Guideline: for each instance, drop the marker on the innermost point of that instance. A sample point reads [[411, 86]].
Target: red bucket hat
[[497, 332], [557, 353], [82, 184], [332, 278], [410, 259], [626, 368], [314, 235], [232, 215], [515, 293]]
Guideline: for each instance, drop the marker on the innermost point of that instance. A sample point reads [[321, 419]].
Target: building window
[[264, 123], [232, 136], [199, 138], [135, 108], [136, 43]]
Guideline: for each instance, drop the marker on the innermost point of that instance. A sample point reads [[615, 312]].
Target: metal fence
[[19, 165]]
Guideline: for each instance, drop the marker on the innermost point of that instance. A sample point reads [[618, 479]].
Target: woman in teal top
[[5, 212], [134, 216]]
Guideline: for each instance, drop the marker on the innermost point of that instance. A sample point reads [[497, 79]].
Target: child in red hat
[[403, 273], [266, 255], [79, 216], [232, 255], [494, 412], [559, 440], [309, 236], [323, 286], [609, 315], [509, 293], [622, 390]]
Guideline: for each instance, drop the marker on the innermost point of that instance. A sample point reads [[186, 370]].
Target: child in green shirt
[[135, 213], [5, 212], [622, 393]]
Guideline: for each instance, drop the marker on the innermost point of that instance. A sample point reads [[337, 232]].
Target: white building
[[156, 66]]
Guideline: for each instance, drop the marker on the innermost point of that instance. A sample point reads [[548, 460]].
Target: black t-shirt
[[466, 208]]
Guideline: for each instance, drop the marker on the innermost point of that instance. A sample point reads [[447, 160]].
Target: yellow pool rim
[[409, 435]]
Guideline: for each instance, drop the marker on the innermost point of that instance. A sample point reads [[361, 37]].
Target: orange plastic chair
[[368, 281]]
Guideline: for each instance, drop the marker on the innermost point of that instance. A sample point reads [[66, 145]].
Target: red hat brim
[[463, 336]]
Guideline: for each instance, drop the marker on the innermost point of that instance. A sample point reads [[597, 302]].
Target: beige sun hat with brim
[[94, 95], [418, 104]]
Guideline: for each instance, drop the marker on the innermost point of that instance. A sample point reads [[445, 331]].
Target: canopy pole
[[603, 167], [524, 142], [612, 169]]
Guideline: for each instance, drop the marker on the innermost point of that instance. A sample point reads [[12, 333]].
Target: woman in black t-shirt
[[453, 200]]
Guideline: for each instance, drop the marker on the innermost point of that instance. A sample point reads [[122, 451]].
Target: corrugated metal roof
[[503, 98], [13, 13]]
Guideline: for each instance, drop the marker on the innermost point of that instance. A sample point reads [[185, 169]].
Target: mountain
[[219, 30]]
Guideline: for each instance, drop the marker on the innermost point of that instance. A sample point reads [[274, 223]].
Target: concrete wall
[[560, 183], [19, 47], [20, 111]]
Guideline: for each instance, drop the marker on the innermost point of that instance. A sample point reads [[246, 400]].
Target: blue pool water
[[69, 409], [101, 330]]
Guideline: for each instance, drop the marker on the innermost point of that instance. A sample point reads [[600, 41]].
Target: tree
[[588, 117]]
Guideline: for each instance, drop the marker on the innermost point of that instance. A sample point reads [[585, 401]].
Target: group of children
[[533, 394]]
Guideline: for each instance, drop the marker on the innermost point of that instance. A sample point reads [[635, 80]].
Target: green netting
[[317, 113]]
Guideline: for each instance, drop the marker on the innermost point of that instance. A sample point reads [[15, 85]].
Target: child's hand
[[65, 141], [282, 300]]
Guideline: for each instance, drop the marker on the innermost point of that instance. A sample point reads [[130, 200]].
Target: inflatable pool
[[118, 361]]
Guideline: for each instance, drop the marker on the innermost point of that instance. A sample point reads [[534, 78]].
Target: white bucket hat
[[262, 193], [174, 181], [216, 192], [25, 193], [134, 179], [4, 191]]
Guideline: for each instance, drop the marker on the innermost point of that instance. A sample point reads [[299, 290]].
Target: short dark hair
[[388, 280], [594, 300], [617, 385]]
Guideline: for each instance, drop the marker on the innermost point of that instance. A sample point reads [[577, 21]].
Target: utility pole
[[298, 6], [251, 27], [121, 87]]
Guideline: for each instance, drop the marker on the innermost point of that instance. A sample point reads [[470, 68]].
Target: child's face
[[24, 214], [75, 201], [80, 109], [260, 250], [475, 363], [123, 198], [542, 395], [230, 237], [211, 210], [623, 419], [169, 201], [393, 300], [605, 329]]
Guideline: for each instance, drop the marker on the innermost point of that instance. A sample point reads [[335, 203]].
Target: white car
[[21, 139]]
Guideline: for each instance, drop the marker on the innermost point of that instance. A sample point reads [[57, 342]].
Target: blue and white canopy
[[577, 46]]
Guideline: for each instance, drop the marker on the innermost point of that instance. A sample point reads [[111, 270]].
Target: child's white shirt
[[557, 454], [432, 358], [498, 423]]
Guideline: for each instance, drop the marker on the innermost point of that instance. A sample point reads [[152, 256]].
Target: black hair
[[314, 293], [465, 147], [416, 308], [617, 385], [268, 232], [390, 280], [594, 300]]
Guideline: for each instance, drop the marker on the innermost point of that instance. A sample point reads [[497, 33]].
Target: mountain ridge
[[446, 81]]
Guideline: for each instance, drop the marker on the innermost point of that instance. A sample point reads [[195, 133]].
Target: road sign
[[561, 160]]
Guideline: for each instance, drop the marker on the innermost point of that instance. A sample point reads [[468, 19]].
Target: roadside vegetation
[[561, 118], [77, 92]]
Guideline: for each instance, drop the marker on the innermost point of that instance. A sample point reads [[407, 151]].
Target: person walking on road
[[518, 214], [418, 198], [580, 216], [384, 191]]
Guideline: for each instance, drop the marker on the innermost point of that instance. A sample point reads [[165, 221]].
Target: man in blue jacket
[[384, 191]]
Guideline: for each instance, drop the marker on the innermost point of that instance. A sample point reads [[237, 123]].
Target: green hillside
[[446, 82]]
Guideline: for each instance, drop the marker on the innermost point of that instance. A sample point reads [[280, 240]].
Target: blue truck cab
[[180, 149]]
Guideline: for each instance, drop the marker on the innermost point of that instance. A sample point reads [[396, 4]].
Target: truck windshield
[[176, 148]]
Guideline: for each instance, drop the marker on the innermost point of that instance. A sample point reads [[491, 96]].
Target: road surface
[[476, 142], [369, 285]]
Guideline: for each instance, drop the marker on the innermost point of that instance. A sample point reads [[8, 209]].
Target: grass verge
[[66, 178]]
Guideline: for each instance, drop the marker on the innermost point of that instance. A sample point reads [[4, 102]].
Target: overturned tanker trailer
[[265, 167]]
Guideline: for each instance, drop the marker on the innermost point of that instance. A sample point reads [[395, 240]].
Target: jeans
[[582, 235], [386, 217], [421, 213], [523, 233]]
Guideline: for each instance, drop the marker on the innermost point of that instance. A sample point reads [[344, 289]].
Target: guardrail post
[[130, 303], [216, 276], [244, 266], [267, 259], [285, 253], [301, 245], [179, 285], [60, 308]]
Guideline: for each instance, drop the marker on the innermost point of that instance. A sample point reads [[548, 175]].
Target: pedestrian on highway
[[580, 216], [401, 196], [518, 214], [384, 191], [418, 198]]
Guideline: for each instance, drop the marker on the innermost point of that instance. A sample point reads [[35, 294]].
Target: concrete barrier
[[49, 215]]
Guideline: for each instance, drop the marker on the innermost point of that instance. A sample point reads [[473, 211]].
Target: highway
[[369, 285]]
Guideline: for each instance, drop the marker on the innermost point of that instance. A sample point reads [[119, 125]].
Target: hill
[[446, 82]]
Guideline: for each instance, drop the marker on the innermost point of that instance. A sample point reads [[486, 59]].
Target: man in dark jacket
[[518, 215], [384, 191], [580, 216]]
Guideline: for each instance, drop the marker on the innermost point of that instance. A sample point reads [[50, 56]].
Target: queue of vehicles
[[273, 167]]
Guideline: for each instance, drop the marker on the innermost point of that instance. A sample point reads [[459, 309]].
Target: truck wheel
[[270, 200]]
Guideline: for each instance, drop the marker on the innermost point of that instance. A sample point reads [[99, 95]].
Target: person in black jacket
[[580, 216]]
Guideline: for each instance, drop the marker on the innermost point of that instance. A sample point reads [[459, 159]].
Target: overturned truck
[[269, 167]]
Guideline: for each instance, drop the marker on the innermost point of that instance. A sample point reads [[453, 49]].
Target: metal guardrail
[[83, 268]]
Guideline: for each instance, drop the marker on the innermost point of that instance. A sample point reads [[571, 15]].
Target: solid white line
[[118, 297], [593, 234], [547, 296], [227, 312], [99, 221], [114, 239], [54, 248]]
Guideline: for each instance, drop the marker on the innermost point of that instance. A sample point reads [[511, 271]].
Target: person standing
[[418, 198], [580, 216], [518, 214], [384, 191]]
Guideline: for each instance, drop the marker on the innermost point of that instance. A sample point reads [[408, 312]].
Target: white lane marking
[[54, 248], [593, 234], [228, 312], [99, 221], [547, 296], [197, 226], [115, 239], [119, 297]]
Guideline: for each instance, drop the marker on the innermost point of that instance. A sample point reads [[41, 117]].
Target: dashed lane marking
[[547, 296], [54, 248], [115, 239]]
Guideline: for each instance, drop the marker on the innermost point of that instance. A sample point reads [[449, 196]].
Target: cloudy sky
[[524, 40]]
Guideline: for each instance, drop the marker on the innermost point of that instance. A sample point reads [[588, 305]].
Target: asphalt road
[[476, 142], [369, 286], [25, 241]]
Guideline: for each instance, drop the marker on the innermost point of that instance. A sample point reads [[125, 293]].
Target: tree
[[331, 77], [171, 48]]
-------
• **Lo que se pide**
Presenta como tabla Markdown las líneas que van desde la que contiene "reads [[453, 49]]." hasta el final del material, ambos extremos incluidos, y omite las líneas en blanco. La tabla debe tener dos columnas: Nº, con el número de fila, y Contenido, con la línea.

• **Respuesta a la tarea**
| Nº | Contenido |
|---|---|
| 1 | Guideline: for each instance, drop the marker on the innermost point of that instance. A sample point reads [[453, 49]]. |
| 2 | Target: metal guardrail |
| 3 | [[83, 268]] |
| 4 | Guideline: for each instance, drop the marker on the innermost point of that instance. A sample point reads [[571, 15]]. |
| 5 | Target: solid white line |
| 6 | [[118, 297], [593, 234], [547, 296], [227, 312], [99, 221], [114, 239], [54, 248]] |
| 7 | Guideline: for each instance, drop the marker on the innermost point of that instance. A sample point reads [[511, 271]]. |
| 8 | Target: person standing |
| 9 | [[418, 198], [580, 216], [518, 214], [384, 191]] |
| 10 | Guideline: for each instance, drop the marker on the innermost point of that instance. A sample point reads [[408, 312]]. |
| 11 | Target: white lane marking |
| 12 | [[54, 248], [593, 234], [228, 312], [99, 221], [547, 296], [197, 226], [115, 239], [119, 297]] |
| 13 | Guideline: for each instance, drop the marker on the innermost point of that instance. A sample point reads [[41, 117]]. |
| 14 | Target: dashed lane marking |
| 15 | [[547, 296], [54, 248], [115, 239]] |
| 16 | Guideline: for each instance, drop the marker on the innermost point of that instance. A sample point reads [[449, 196]]. |
| 17 | Target: cloudy sky |
| 18 | [[524, 40]] |
| 19 | Guideline: for each instance, drop the marker on the innermost point of that instance. A sample point reads [[588, 305]]. |
| 20 | Target: asphalt road |
| 21 | [[476, 142], [369, 286], [25, 241]] |
| 22 | Guideline: for each instance, drop the marker on the innermost point of that instance. A sample point reads [[125, 293]]. |
| 23 | Target: tree |
| 24 | [[331, 77], [171, 48]] |